───── Data excerpts ─────

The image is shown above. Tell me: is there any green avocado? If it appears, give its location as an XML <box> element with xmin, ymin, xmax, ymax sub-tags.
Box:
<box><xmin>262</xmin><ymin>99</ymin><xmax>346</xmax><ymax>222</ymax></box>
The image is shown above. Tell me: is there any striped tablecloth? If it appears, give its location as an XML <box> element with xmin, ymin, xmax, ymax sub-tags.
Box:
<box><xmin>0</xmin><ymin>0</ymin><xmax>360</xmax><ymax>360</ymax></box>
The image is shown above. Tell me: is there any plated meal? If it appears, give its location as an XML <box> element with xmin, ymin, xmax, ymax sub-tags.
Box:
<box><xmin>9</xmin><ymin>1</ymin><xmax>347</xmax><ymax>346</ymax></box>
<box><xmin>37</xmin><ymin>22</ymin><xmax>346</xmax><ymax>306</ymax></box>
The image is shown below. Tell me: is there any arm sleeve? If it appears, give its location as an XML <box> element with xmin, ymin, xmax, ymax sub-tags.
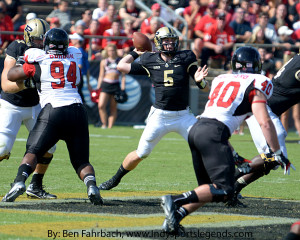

─────

▸ **What you will do**
Recast every line of the listing above as a numbered list, skipping any blank lines and omitting the pictures.

▸ **Result for this exercise**
1. The image is shown above. Tell me: is there any green avocado? If it appears, give its location as an XML <box> element with xmin, ymin, xmax, ymax sub-tags.
2. Box:
3. <box><xmin>262</xmin><ymin>99</ymin><xmax>346</xmax><ymax>222</ymax></box>
4. The image is shown above. Tell me: is there any striped tablecloth? If it appears, give its location as an XML <box> element with xmin, ymin, xmax, ymax sub-tags.
5. Box:
6. <box><xmin>0</xmin><ymin>0</ymin><xmax>360</xmax><ymax>360</ymax></box>
7. The image is shown above. Tell me: is there any plated meal? If it appears, give its location as an XML <box> element with xmin, ymin, xmax, ymax sub-tags.
8. Box:
9. <box><xmin>9</xmin><ymin>1</ymin><xmax>347</xmax><ymax>346</ymax></box>
10. <box><xmin>37</xmin><ymin>22</ymin><xmax>346</xmax><ymax>306</ymax></box>
11. The image is shown below. Tell me: is there any arm sleeve? If it appears, give its location as an XML <box> element with xmin, ymin, xmax, ymax sub-tags.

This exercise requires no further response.